## Énoncé du problème:
Pourriez-vous recopier fidèlement, dans le passage sur René Moawad, tout ce qui va de « Le président martyr, hyperintuitif » jusqu'à « totale que momentanée. » ?

## Passage donné:
== == ==
Pour incarner cette entente, il avait misé sur un texte (qu’il savait) imparfait, mais qui était et de loin le moins mauvais des ciments nationaux : l’accord de Taëf. Sauf que le premier président de la République de l’après-Taëf ne se limitait pas à la simple et seule lettre de la nouvelle Constitution : son credo, son espérance (la démocratie, les libertés, l’État de droit et des institutions, l’indépendance, la souveraineté…) étaient déjà ceux que scanderont, un certain 14/03/05, des centaines et des centaines de milliers de ses compatriotes, place des Martyrs. La preuve par neuf : « Nous allons commencer à marcher vers l’indépendance, armés de notre unité, attachés à notre régime démocratique et aux libertés ; nous allons le faire d’une façon civilisée, parce que tel est le cachet de ce peuple, son message, son destin et son pari. Nous allons transmettre le message et gagner le pari. Pour le Liban… » Seize ans plus tôt, René Moawad sacralisait les spécificités du Liban et assénait un niet catégorique à tous ceux, voisins ou pas, que démangeait le fantasme d’un cancéreux clonage : « La nouvelle République sera celle des institutions ; je veillerai à redynamiser chacune d’entre elles, à ce qu’elles remplissent leurs missions, exercent leurs prérogatives, en harmonie et dans le partage des responsabilités. »
Le président martyr, hyperintuitif sans le savoir, ne s’était pas arrêté en si bon chemin, déterminé qu’il était à prouver que l’on pouvait être démocrate, libéral, respectueux de la loi et du droit, tout en accordant à l’armée nationale toute l’importance (et tout l’amour) du monde : « Le Liban est une République démocratique, basée sur les droits de l’homme et le respect des libertés, à commencer par la liberté d’expression et de pensée ; nous y sommes particulièrement attachés, loin de toute oppression, contrainte ou pressions. Et soyez sûrs que je continuerai à renforcer l’armée, aux côtés des FSI et de la Sûreté générale afin qu’elles participent efficacement à défendre ce système », avait-il dit le 16 novembre devant une délégation de la direction de l’armée. Et si Émile Lahoud avait été présent en ce jour, nul doute qu’il devait souffrir d’une surdité aussi totale que momentanée.
== == ==
## Lignes extraites:
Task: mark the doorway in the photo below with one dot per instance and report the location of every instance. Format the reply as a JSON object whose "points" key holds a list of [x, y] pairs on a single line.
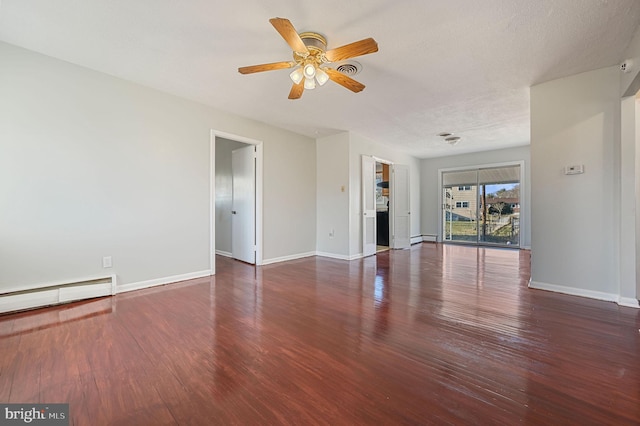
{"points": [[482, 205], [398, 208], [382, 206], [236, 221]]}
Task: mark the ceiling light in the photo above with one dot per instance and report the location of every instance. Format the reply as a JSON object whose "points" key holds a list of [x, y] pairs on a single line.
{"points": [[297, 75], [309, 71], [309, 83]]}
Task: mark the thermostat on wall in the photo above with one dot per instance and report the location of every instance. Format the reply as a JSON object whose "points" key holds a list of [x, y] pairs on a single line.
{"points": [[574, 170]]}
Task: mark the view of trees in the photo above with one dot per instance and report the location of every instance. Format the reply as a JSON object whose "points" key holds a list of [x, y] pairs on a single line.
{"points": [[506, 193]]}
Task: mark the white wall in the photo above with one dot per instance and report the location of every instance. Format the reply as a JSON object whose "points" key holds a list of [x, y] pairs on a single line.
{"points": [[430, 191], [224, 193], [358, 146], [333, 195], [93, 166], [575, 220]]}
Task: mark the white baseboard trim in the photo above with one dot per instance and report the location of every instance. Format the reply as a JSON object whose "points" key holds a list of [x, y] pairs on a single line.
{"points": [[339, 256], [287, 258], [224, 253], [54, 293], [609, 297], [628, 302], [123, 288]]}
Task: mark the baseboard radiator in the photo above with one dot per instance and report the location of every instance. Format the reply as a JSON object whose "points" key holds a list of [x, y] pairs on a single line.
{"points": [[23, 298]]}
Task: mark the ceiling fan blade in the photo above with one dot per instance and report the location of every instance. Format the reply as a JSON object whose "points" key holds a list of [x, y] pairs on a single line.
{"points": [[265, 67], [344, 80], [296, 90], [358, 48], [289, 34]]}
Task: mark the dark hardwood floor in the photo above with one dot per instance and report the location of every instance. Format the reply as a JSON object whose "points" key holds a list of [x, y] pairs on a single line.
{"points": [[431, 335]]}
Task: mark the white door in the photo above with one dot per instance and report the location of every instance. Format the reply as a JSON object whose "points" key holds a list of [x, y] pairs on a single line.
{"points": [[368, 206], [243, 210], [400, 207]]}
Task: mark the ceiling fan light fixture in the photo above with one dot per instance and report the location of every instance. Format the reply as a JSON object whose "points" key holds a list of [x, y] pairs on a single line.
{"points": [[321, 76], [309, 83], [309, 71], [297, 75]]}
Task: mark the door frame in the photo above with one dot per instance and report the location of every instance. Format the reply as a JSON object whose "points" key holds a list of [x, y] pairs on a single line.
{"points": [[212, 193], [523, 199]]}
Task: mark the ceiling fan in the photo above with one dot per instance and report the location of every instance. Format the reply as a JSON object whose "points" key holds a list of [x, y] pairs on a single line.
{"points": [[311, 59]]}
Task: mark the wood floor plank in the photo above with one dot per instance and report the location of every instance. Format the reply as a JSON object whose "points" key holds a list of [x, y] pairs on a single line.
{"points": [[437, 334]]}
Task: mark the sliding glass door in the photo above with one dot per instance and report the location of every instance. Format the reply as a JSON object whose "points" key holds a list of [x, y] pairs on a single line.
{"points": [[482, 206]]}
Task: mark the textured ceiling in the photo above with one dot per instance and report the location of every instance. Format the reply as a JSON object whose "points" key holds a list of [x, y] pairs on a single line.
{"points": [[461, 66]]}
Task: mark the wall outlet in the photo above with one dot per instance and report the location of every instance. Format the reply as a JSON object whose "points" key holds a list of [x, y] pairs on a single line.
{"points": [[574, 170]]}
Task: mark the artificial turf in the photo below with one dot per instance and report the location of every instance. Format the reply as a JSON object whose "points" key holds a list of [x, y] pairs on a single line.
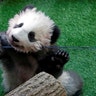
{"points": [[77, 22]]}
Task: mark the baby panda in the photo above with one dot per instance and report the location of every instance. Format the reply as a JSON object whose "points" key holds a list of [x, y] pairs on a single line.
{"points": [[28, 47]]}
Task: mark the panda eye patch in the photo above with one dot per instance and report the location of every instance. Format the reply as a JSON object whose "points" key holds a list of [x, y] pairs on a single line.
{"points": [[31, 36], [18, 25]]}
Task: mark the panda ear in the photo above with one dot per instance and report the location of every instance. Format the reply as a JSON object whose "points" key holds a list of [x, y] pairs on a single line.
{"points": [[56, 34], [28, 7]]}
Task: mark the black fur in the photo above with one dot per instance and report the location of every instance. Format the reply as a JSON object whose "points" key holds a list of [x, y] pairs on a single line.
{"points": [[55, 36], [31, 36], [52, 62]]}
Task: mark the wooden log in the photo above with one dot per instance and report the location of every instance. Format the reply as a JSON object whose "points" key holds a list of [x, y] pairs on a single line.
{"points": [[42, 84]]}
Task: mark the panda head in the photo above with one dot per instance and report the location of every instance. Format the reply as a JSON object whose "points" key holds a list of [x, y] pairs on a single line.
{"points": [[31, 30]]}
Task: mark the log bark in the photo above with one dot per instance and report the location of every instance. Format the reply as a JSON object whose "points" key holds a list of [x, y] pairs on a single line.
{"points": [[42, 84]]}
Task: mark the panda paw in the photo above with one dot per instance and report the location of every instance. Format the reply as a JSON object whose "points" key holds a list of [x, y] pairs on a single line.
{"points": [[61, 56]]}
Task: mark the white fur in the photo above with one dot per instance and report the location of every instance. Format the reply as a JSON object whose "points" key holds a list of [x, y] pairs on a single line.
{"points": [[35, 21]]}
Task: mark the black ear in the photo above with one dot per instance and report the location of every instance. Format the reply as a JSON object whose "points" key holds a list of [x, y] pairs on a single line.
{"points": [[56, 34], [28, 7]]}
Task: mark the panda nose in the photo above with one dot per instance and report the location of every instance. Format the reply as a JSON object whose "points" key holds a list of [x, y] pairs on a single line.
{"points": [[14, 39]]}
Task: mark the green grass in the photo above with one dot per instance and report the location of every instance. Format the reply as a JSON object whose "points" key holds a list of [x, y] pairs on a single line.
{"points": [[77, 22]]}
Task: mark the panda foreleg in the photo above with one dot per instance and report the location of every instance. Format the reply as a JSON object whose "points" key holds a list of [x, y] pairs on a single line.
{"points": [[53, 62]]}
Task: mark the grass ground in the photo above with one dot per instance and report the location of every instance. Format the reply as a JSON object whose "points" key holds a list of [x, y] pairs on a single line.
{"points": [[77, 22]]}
== == ==
## Corrigé:
Le président martyr, hyperintuitif sans le savoir, ne s’était pas arrêté en si bon chemin, déterminé qu’il était à prouver que l’on pouvait être démocrate, libéral, respectueux de la loi et du droit, tout en accordant à l’armée nationale toute l’importance (et tout l’amour) du monde : « Le Liban est une République démocratique, basée sur les droits de l’homme et le respect des libertés, à commencer par la liberté d’expression et de pensée ; nous y sommes particulièrement attachés, loin de toute oppression, contrainte ou pressions. Et soyez sûrs que je continuerai à renforcer l’armée, aux côtés des FSI et de la Sûreté générale afin qu’elles participent efficacement à défendre ce système », avait-il dit le 16 novembre devant une délégation de la direction de l’armée. Et si Émile Lahoud avait été présent en ce jour, nul doute qu’il devait souffrir d’une surdité aussi totale que momentanée.